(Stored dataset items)

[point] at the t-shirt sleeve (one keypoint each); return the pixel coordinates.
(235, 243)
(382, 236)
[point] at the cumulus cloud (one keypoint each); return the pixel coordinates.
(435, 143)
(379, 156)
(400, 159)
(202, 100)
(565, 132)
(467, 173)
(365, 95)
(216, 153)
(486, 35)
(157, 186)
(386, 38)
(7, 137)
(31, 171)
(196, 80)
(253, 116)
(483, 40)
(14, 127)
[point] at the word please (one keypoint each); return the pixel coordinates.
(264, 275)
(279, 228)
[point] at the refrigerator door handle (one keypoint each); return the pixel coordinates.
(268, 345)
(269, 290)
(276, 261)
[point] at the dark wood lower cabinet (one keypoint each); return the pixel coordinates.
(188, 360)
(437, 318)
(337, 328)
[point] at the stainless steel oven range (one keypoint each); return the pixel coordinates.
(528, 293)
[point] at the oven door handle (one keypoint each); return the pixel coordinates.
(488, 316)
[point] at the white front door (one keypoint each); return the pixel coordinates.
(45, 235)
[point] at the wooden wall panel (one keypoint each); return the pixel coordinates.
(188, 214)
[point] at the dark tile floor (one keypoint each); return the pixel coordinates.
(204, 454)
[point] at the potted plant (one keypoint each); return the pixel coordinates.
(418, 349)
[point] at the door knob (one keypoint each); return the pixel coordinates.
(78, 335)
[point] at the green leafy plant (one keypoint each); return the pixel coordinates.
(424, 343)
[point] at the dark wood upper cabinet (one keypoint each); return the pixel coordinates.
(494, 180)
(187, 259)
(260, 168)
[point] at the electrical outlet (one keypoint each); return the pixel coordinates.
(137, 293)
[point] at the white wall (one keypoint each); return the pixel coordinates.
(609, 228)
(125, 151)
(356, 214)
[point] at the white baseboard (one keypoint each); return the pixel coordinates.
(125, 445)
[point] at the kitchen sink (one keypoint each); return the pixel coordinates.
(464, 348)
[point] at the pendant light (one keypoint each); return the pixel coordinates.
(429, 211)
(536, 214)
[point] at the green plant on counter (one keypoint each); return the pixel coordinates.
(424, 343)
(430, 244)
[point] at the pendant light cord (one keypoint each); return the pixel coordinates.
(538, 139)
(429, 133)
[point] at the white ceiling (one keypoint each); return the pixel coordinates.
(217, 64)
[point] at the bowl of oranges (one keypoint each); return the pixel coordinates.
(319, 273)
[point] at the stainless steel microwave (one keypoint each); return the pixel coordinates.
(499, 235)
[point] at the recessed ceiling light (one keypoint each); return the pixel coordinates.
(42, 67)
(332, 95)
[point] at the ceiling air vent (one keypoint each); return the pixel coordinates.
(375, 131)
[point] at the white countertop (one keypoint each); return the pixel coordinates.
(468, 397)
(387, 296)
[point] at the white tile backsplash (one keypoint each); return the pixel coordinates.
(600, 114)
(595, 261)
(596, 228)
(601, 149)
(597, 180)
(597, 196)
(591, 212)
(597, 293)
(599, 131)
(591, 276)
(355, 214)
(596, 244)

■ **Instructions to follow**
Every entry is to be restated word for word, with nothing dropped.

■ **Result of this exercise**
[point] at the t-shirt sleeve (one keypoint each); return the pixel coordinates.
(235, 243)
(382, 236)
[point] at the cumulus cloud (one keypoint each); return the pixel coordinates.
(435, 143)
(379, 156)
(400, 159)
(202, 100)
(565, 132)
(467, 173)
(365, 95)
(216, 153)
(486, 35)
(157, 186)
(386, 38)
(7, 137)
(31, 171)
(196, 80)
(253, 116)
(483, 40)
(14, 127)
[point] at the word please (one keypoint each); return the pixel coordinates.
(264, 275)
(279, 228)
[point] at the refrigerator door handle (one keypoint each); return the pixel coordinates.
(268, 345)
(269, 290)
(276, 261)
[point] at the dark wood lower cabinet (one keypoint each); return the pixel coordinates.
(188, 360)
(437, 318)
(337, 328)
[point] at the stainless steel oven range (one keypoint each); return the pixel coordinates.
(528, 293)
[point] at the oven door handle (one keypoint each); return the pixel coordinates.
(488, 316)
[point] at the white front door (one keypoint each); return the pixel coordinates.
(45, 235)
[point] at the wooden wall panel (one keypoint each); return the pixel coordinates.
(188, 214)
[point] at the dark tile floor (one keypoint each); return the pixel coordinates.
(204, 454)
[point] at the potted plant (one keypoint each); return the pixel coordinates.
(418, 349)
[point] at the door knob (one keypoint each); return the pixel coordinates.
(78, 335)
[point] at the green leafy plant (one keypoint each); return the pixel coordinates.
(424, 343)
[point] at the dark wood upper cabinet (one keypoint each); return the pixel coordinates.
(494, 180)
(187, 259)
(260, 168)
[point] at the electrical outlet (one keypoint each); return the pixel coordinates.
(137, 293)
[point] at the white wall (one keypoint each); return the pixel coordinates.
(609, 228)
(125, 151)
(356, 214)
[point] at the white baseboard (one keypoint each); return the pixel coordinates.
(125, 445)
[point] at the kitchen sink (one keypoint each); return the pixel coordinates.
(464, 348)
[point] at the pendant light (one keypoint each); return the pixel coordinates.
(429, 211)
(536, 214)
[point] at the green plant on counter (one keypoint each); return the pixel coordinates.
(424, 343)
(430, 244)
[point] at the pendant light cord (one keypoint each); return the pixel coordinates.
(538, 139)
(429, 133)
[point] at the white ceiling (one keypoint each); return the pixel coordinates.
(217, 64)
[point] at the bowl of oranges (one keypoint each); return the pixel coordinates.
(319, 273)
[point] at the stainless steel microwave (one keypoint each); return the pixel coordinates.
(499, 235)
[point] at the recessed ceiling light (one keypoint each); return the pixel coordinates.
(42, 67)
(332, 95)
[point] at the ceiling air vent (one keypoint each); return the pixel coordinates.
(375, 131)
[point] at the white countertop (one keypoint each); return the pixel coordinates.
(468, 397)
(387, 296)
[point] at the white tile backsplash (one keypoint each); return the pixel coordinates.
(600, 114)
(595, 261)
(596, 228)
(601, 149)
(597, 180)
(597, 196)
(591, 212)
(597, 293)
(599, 131)
(591, 276)
(355, 214)
(596, 244)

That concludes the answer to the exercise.